**Entries listed in a dataset:**
+++

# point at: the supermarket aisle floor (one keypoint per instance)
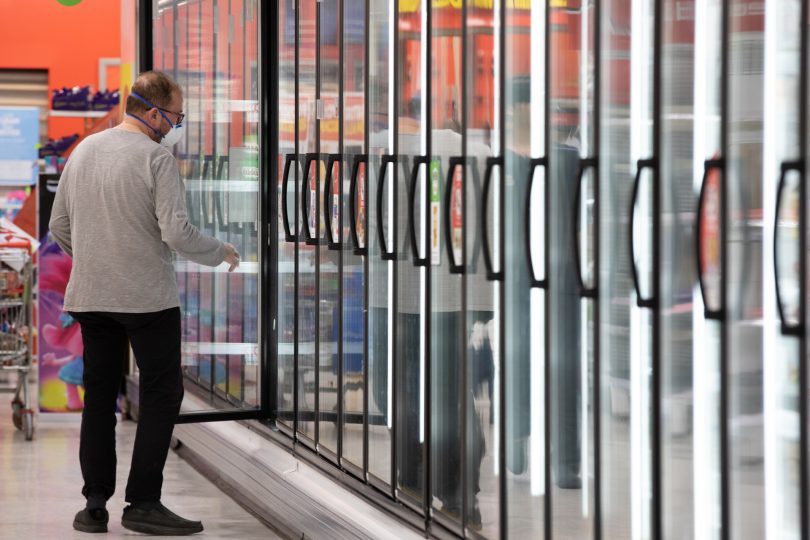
(41, 483)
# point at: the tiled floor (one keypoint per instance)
(40, 485)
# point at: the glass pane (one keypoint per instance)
(625, 330)
(308, 308)
(328, 260)
(220, 347)
(680, 171)
(410, 286)
(745, 245)
(381, 272)
(446, 320)
(572, 88)
(287, 251)
(482, 387)
(781, 143)
(525, 338)
(705, 107)
(354, 324)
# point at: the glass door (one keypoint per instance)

+++

**PROMPT:**
Rewrite the lines above with every instance of "glass pane" swapped for "window pane" and nothing else altered, omitting the pictures.

**RESPONSE FOR THIS EXERCISE:**
# point at: the supermarket aisle floor (one keypoint per instance)
(41, 483)
# point at: the tiled floor (one keypoint per instance)
(40, 485)
# point at: the window pane (one keypoint per instance)
(625, 330)
(308, 308)
(328, 260)
(220, 347)
(680, 171)
(410, 286)
(745, 245)
(381, 272)
(446, 320)
(572, 88)
(287, 251)
(482, 387)
(781, 143)
(525, 338)
(705, 107)
(354, 324)
# point at: the glass door (one keypoint per instance)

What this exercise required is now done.